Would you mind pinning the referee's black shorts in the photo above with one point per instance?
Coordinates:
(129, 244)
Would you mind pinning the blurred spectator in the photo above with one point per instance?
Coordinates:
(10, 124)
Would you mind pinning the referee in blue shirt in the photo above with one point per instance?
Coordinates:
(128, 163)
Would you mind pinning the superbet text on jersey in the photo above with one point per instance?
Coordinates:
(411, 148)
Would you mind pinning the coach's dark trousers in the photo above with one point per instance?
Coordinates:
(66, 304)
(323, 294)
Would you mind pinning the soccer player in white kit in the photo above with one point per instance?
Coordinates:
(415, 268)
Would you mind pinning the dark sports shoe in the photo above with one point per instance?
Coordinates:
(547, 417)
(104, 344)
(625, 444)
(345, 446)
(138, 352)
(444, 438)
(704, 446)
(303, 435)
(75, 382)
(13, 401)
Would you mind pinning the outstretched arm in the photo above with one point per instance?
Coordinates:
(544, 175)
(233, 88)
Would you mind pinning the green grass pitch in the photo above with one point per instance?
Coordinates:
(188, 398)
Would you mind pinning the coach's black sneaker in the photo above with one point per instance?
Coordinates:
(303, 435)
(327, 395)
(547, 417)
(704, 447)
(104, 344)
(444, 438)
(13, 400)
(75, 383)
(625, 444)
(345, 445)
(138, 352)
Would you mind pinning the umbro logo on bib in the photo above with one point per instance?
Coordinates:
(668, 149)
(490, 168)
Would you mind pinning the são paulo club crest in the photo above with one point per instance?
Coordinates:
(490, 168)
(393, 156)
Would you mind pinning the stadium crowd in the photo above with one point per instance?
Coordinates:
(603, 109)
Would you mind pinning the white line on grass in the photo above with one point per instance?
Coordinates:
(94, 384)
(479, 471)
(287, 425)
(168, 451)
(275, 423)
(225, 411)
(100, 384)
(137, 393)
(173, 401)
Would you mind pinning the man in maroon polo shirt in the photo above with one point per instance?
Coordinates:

_PROBLEM DESCRIPTION_
Reproduce all of the data above line for line, without changing a single character.

_SOLUTION TO THIS TASK_
Would you mind pinning the referee's black shorts in the photo above with one point per instance?
Coordinates:
(129, 244)
Would you mind pinning the blurred spectator in the photo above with one point per instance?
Coordinates:
(10, 124)
Would you mind pinning the referee in blue shirt in the photo above with one point per instance?
Coordinates:
(128, 163)
Would you mind pinning the superbet text on jersey in the photo above with one point per instance?
Coordinates:
(411, 148)
Would you mind pinning the coach's dark trousers in the photo above with one point per instance?
Coordinates:
(66, 304)
(323, 294)
Would you mind pinning the soccer player in white kit in the photo above with one point per instance?
Coordinates:
(415, 268)
Would you mind pinning the dark sports shoe in the photo above with one point per instance?
Coordinates:
(547, 417)
(104, 344)
(625, 444)
(345, 446)
(138, 352)
(444, 438)
(704, 446)
(303, 435)
(75, 382)
(13, 401)
Would you mind pinning the outstretched arm in the photo above with one point per instance?
Coordinates:
(544, 175)
(233, 88)
Would you mind pinning the green grass pitch in the photo above with one point per instance?
Coordinates:
(188, 398)
Would you mind pinning the coach's black sneaker in the photo above with one point per instance?
Coordinates:
(303, 435)
(327, 395)
(547, 417)
(704, 447)
(104, 344)
(444, 438)
(13, 400)
(75, 383)
(625, 444)
(345, 445)
(138, 352)
Would you mind pinning the umbro logo on bib in the photo above with one point per instance?
Coordinates:
(668, 149)
(490, 168)
Would you mind pinning the são paulo club crest in the photo above with one point per instance?
Coordinates:
(490, 168)
(393, 156)
Would you mind pinning the stadium crowd in the photo above with one point per instance?
Coordinates:
(603, 109)
Would you mind pinning the white line on grass in the photo above with one point per instance?
Coordinates:
(94, 384)
(479, 471)
(287, 425)
(168, 451)
(275, 423)
(225, 411)
(100, 384)
(137, 393)
(173, 401)
Would you mind pinning the man in maroon polo shirt in the photo above with one point per instance?
Coordinates:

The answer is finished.